_INPUT_
------------------------------------------------------------

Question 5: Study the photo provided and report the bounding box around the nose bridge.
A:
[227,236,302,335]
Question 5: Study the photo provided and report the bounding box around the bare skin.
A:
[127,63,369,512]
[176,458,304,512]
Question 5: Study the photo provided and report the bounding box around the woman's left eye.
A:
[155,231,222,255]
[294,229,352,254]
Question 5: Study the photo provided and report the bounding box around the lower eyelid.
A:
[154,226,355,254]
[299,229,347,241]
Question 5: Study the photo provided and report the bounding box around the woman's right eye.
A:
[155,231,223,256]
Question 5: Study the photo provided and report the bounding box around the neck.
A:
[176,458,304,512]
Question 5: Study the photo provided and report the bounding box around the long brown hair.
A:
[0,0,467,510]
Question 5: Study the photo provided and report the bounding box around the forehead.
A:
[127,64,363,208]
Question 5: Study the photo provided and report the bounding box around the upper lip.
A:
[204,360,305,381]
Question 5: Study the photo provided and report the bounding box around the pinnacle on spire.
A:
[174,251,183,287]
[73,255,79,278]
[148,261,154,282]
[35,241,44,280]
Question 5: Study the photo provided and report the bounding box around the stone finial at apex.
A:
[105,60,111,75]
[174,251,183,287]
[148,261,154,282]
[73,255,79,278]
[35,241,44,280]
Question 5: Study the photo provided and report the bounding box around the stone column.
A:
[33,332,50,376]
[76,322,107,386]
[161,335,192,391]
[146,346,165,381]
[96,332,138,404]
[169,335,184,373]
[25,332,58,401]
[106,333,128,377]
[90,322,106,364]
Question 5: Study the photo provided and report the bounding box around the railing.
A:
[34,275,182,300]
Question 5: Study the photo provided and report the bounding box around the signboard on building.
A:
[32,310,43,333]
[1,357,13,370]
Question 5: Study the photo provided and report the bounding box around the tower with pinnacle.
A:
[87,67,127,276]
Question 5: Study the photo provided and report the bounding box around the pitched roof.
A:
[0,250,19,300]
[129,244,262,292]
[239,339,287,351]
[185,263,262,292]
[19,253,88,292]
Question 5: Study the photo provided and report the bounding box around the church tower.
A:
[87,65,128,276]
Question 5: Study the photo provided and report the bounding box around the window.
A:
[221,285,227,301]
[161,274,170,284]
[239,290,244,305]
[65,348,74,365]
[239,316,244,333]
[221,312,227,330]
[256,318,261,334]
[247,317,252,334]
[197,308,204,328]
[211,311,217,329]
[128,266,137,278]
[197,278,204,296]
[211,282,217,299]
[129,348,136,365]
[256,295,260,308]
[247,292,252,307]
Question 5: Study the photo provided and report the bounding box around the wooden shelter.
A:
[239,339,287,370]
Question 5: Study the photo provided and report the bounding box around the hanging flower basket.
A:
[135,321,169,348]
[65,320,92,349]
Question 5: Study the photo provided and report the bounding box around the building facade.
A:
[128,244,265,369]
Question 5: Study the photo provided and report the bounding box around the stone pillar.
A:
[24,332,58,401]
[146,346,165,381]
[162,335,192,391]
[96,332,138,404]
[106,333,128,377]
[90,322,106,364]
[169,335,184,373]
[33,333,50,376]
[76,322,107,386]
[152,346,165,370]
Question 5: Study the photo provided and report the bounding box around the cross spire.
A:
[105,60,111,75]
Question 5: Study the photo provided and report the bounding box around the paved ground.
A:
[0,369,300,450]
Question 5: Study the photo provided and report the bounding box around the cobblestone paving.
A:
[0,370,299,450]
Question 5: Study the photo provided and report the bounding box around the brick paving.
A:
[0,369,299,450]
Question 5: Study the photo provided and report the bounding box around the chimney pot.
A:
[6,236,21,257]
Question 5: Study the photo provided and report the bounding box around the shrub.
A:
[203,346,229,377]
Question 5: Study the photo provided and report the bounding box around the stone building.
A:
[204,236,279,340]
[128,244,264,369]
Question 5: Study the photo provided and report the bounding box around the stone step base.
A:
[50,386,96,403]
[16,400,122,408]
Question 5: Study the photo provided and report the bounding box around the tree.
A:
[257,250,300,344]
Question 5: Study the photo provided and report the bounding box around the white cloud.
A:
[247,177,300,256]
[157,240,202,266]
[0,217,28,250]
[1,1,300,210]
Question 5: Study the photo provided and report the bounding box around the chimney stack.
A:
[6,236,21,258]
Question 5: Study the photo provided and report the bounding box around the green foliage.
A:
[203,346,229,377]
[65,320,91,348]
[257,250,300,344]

------------------------------------------------------------

_TASK GOAL_
Set down the records once more, character for character.

_YOUR RESPONSE_
Question 5: Study the photo provided and report the bounding box around the nose bridge.
A:
[227,236,302,335]
Question 5: Study the photo provided and report the bounding box around the bare skin.
A:
[127,63,369,512]
[176,458,304,512]
Question 5: Study the photo provided and report the bounding box around the woman's left eye.
A:
[155,231,222,255]
[294,229,352,254]
Question 5: Study the photo provided and report the bounding box around the lower eyelid.
A:
[154,226,355,254]
[299,229,347,241]
Question 5: Study the photo provided and report the bounding box around the woman's right eye.
A:
[155,231,223,256]
Question 5: Study the photo provided and report the bounding box around the neck.
A:
[176,458,304,512]
Question 5: Study the photo provided and report the bounding box around the long brown hair.
A:
[0,0,467,510]
Question 5: Study the photo provided and report the bounding box around the forehead.
A:
[127,64,363,208]
Question 5: Study the photo provided and report the bounding box around the upper lip.
A:
[204,360,305,381]
Question 5: Study the photo provided and report the bounding box around the pinnacle on spire.
A:
[174,251,183,287]
[73,255,79,278]
[148,261,154,282]
[35,241,44,280]
Question 5: Study the photo provided and report the bounding box around the stone finial at apex.
A:
[105,60,111,75]
[174,251,183,287]
[148,261,154,282]
[73,255,79,278]
[35,241,44,280]
Question 5: Study the photo provided and report the bounding box around the stone column.
A:
[33,332,50,376]
[76,322,107,386]
[161,335,192,391]
[146,346,165,381]
[96,332,138,404]
[169,335,184,373]
[25,332,58,401]
[106,333,128,377]
[90,322,106,364]
Question 5: Study the photo provided and report the bounding box around the railing.
A:
[34,275,182,300]
Question 5: Study the photo provided and report the bounding box around the signboard on building.
A:
[32,310,43,333]
[1,357,13,370]
Question 5: Study the photo provided and report the bounding box around the tower with pinnacle.
A:
[87,67,127,276]
Question 5: Study the photo provided and report the bounding box around the pitched roof.
A:
[0,250,19,300]
[129,244,262,292]
[239,339,287,351]
[185,263,262,292]
[19,253,88,292]
Question 5: Study the photo provided and report the bounding box around the church tower.
A:
[87,65,128,276]
Question 5: Study the photo provided and report the bounding box around the window.
A:
[221,285,227,301]
[161,274,170,284]
[239,290,244,305]
[65,348,74,365]
[239,316,244,333]
[221,312,227,330]
[256,318,261,334]
[247,317,252,334]
[197,308,204,328]
[211,311,217,329]
[128,266,137,278]
[197,278,204,296]
[211,282,217,299]
[129,348,136,365]
[256,295,260,308]
[247,292,252,307]
Question 5: Study the photo provided and report the bounding box around the wooden shelter.
A:
[239,339,287,370]
Question 5: Study the photo provided and report the bounding box around the hanging flower basket.
A:
[135,321,169,348]
[65,320,92,349]
Question 5: Study the photo provided and report the bounding box around the building facade.
A:
[128,244,265,369]
Question 5: Study the photo provided and report the bounding box around the stone pillar.
A:
[24,332,58,401]
[146,346,165,381]
[162,335,192,391]
[96,332,138,404]
[106,333,128,377]
[90,322,106,364]
[169,335,184,373]
[33,333,50,376]
[76,322,107,386]
[152,346,165,370]
Question 5: Study the photo provided and report the bounding box around the cross spire.
A:
[105,60,111,75]
Question 5: Study the photo provided and report the bounding box around the paved ground.
A:
[0,369,300,450]
Question 5: Study the photo provided and report the bounding box around the cobblestone paving.
A:
[0,370,299,450]
Question 5: Study the photo provided and report the bounding box around the brick paving.
A:
[0,369,299,450]
Question 5: Study the photo provided and report the bounding box around the chimney pot.
A:
[6,236,21,257]
Question 5: Study the photo provided and report the bounding box around the shrub.
A:
[203,346,229,377]
Question 5: Study the photo provided and report the bounding box around the stone building.
A:
[204,236,279,340]
[128,244,264,369]
Question 5: Study the photo provided and report the bounding box around the stone step base.
A:
[50,386,96,403]
[16,400,122,408]
Question 5: Study the photo provided and report the bounding box around the tree.
A:
[257,250,300,344]
Question 5: Study the photo provided and report the bounding box around the white cloud.
A:
[247,177,300,256]
[157,240,202,266]
[0,217,28,250]
[1,1,300,210]
Question 5: Study the photo provided and report the bounding box around the chimney stack.
A:
[6,236,21,258]
Question 5: Study the photo provided and report the bounding box around the green foliage.
A:
[203,346,229,377]
[65,320,91,348]
[257,250,300,344]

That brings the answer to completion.